Problem to solve
Say how many lines in the entries below mention "lamp", with no other words.

Data extracts
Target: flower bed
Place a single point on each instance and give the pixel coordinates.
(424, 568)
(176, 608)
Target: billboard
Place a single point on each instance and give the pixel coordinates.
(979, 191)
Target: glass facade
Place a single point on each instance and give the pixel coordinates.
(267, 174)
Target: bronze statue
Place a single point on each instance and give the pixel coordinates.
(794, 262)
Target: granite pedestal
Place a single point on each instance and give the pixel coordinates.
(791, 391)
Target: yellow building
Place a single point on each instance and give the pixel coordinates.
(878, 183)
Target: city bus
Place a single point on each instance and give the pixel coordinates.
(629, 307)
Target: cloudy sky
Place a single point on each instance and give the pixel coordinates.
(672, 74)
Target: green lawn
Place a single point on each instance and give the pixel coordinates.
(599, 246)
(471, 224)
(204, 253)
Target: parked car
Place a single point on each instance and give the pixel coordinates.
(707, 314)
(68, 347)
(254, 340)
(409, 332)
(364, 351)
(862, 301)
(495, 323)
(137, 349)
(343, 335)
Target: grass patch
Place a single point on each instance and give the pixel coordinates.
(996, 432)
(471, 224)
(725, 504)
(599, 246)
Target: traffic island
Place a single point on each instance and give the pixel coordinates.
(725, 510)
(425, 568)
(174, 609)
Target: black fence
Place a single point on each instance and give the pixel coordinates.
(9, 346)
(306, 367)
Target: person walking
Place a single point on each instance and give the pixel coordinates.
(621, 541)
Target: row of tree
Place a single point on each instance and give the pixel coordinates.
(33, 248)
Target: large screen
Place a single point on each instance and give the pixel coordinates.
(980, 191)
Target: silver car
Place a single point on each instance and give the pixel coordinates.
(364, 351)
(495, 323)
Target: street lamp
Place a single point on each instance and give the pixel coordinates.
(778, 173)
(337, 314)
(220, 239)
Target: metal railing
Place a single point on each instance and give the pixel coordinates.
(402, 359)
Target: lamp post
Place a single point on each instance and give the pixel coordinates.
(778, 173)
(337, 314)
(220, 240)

Written reply
2